> Task prompt:
When a line below holds the string "zinnia", show that line.

┄┄┄┄┄┄

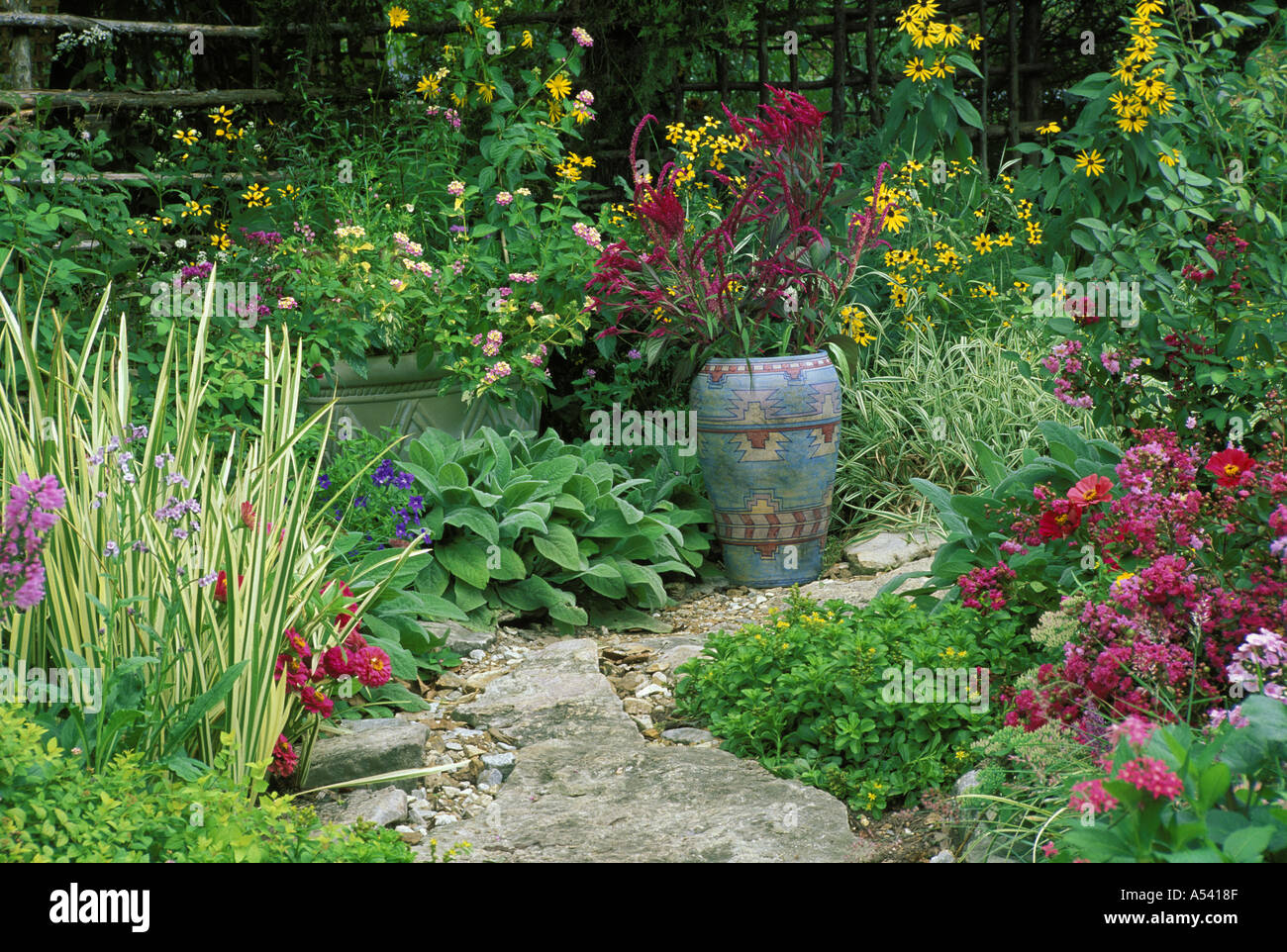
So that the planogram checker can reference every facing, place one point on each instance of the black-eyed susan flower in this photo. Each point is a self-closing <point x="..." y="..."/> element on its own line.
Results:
<point x="558" y="86"/>
<point x="1092" y="162"/>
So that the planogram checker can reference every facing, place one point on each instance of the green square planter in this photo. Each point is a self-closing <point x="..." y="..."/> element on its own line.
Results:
<point x="410" y="400"/>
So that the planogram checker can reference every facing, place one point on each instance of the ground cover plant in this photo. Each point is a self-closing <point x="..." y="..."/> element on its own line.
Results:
<point x="853" y="700"/>
<point x="1054" y="297"/>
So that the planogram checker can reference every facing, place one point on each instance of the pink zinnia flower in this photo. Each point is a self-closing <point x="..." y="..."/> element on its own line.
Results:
<point x="371" y="667"/>
<point x="1090" y="490"/>
<point x="316" y="702"/>
<point x="1230" y="464"/>
<point x="284" y="759"/>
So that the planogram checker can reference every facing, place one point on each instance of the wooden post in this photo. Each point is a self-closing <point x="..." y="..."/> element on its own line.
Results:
<point x="840" y="62"/>
<point x="1013" y="43"/>
<point x="794" y="62"/>
<point x="873" y="98"/>
<point x="20" y="50"/>
<point x="982" y="101"/>
<point x="762" y="50"/>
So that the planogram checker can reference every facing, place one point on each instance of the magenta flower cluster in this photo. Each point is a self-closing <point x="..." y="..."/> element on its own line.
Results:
<point x="27" y="516"/>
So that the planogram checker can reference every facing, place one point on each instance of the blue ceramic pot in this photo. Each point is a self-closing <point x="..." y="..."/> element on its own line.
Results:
<point x="767" y="441"/>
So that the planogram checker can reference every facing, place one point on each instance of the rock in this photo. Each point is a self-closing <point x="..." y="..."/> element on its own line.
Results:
<point x="481" y="680"/>
<point x="632" y="681"/>
<point x="500" y="762"/>
<point x="557" y="691"/>
<point x="687" y="734"/>
<point x="965" y="784"/>
<point x="369" y="747"/>
<point x="382" y="807"/>
<point x="593" y="790"/>
<point x="631" y="652"/>
<point x="459" y="638"/>
<point x="888" y="551"/>
<point x="862" y="591"/>
<point x="410" y="836"/>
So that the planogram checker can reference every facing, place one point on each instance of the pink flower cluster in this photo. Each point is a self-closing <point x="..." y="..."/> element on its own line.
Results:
<point x="1145" y="773"/>
<point x="496" y="372"/>
<point x="27" y="516"/>
<point x="985" y="588"/>
<point x="492" y="345"/>
<point x="449" y="115"/>
<point x="407" y="245"/>
<point x="1206" y="575"/>
<point x="588" y="235"/>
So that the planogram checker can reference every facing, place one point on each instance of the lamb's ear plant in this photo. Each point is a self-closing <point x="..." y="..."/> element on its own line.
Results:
<point x="180" y="566"/>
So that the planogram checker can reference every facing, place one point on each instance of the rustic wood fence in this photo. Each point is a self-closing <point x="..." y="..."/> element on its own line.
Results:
<point x="837" y="43"/>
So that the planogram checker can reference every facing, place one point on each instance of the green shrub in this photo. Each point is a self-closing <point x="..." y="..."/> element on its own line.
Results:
<point x="535" y="524"/>
<point x="816" y="695"/>
<point x="54" y="810"/>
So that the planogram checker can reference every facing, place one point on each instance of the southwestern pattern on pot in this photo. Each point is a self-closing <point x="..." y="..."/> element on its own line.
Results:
<point x="767" y="441"/>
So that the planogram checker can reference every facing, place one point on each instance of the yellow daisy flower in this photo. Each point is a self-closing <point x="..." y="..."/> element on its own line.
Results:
<point x="1093" y="162"/>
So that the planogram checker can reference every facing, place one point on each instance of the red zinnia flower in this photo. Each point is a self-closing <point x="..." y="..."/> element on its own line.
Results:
<point x="284" y="759"/>
<point x="371" y="667"/>
<point x="335" y="661"/>
<point x="1059" y="522"/>
<point x="1230" y="464"/>
<point x="296" y="641"/>
<point x="316" y="702"/>
<point x="1090" y="490"/>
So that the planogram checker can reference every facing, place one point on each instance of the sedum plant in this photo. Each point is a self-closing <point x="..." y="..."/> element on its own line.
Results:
<point x="140" y="570"/>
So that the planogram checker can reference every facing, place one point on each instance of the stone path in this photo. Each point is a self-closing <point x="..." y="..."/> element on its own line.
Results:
<point x="596" y="775"/>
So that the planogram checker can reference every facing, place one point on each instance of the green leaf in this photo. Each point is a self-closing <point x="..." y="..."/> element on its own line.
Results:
<point x="560" y="547"/>
<point x="605" y="579"/>
<point x="475" y="520"/>
<point x="1248" y="844"/>
<point x="464" y="560"/>
<point x="519" y="520"/>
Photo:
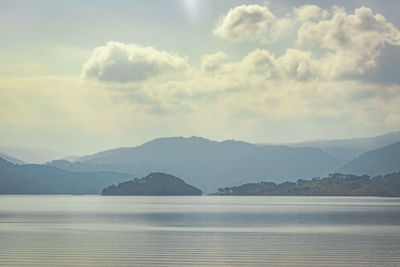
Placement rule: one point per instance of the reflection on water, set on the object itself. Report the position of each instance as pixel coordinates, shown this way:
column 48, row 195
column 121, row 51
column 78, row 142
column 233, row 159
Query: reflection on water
column 214, row 231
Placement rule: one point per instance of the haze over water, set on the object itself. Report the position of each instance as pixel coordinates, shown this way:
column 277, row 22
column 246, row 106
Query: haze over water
column 206, row 231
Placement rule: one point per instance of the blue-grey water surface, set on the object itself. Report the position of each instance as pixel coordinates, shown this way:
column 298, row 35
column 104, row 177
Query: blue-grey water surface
column 199, row 231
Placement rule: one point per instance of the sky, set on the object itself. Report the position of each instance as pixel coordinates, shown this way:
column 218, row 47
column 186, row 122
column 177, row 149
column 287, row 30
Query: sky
column 84, row 76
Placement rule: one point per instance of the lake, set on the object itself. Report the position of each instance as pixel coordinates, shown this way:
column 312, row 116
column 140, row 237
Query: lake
column 199, row 231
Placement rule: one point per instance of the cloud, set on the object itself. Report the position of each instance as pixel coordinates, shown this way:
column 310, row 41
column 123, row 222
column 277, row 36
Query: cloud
column 353, row 41
column 212, row 62
column 119, row 62
column 310, row 12
column 244, row 22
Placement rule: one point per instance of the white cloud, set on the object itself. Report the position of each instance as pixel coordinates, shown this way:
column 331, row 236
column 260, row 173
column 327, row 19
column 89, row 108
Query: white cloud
column 353, row 41
column 119, row 62
column 310, row 12
column 244, row 22
column 212, row 62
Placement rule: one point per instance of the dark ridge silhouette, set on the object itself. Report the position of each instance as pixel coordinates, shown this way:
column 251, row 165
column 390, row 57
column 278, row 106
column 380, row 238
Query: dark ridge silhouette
column 41, row 179
column 155, row 184
column 209, row 164
column 335, row 185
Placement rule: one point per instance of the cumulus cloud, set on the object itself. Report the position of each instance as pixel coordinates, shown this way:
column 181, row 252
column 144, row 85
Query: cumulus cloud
column 353, row 41
column 244, row 22
column 213, row 62
column 119, row 62
column 310, row 12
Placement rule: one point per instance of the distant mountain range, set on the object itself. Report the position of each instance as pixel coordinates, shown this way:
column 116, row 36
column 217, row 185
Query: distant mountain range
column 30, row 155
column 40, row 179
column 375, row 162
column 348, row 149
column 210, row 164
column 335, row 185
column 11, row 159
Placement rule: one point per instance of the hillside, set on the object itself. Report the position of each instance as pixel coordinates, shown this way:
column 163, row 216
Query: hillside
column 40, row 179
column 209, row 164
column 155, row 184
column 375, row 162
column 335, row 185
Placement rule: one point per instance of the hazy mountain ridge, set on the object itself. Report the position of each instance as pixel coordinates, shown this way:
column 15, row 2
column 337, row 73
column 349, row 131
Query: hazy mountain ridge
column 42, row 179
column 348, row 149
column 210, row 164
column 30, row 155
column 375, row 162
column 335, row 185
column 11, row 159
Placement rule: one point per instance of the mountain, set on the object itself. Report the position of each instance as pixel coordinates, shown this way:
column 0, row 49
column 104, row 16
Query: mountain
column 209, row 164
column 348, row 149
column 40, row 179
column 155, row 184
column 335, row 185
column 375, row 162
column 30, row 155
column 11, row 159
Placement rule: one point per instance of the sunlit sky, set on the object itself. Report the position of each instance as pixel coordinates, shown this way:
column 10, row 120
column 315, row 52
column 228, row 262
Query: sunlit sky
column 84, row 76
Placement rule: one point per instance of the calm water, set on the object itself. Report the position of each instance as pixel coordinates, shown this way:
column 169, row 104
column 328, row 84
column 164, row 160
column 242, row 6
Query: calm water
column 214, row 231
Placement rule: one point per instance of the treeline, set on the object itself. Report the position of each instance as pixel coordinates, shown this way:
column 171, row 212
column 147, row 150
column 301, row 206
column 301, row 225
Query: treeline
column 336, row 184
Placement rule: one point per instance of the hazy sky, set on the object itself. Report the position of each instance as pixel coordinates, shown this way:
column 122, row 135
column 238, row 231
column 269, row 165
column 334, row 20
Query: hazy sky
column 83, row 76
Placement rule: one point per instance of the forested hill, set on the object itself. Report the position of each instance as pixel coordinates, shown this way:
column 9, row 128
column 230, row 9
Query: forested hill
column 155, row 184
column 335, row 185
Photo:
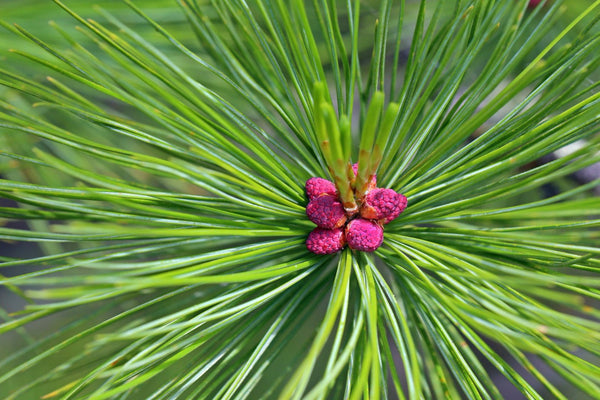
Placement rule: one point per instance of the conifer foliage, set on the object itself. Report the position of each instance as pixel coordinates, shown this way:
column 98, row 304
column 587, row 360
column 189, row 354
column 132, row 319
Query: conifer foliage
column 155, row 155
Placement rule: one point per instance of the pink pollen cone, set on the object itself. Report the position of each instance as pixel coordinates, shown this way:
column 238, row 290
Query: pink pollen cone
column 364, row 235
column 383, row 204
column 326, row 241
column 316, row 187
column 326, row 211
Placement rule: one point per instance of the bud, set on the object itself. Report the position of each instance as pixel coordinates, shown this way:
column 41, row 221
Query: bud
column 383, row 204
column 364, row 235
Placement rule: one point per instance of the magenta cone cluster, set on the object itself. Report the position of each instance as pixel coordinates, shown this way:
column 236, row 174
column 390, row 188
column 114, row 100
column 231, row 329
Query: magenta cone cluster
column 336, row 229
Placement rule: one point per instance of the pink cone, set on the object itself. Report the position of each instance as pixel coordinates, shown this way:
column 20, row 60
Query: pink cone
column 364, row 235
column 326, row 241
column 383, row 204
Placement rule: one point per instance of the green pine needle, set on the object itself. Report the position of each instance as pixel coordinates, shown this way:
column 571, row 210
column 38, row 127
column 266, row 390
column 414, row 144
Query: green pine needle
column 153, row 157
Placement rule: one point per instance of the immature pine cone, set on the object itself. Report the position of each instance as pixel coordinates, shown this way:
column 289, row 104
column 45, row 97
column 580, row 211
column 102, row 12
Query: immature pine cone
column 364, row 235
column 326, row 241
column 383, row 204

┄┄┄┄┄┄

> Problem solution:
So that the planogram checker can reference every facing, place one point on each instance of the pink zinnia flower in this photo. Each point is a self-closing <point x="..." y="..."/> element on its own line.
So that the planogram checker can reference every facing, place one point on each instance of the red zinnia flower in this photo. Each point is a self-closing <point x="..." y="..."/> element on its own line.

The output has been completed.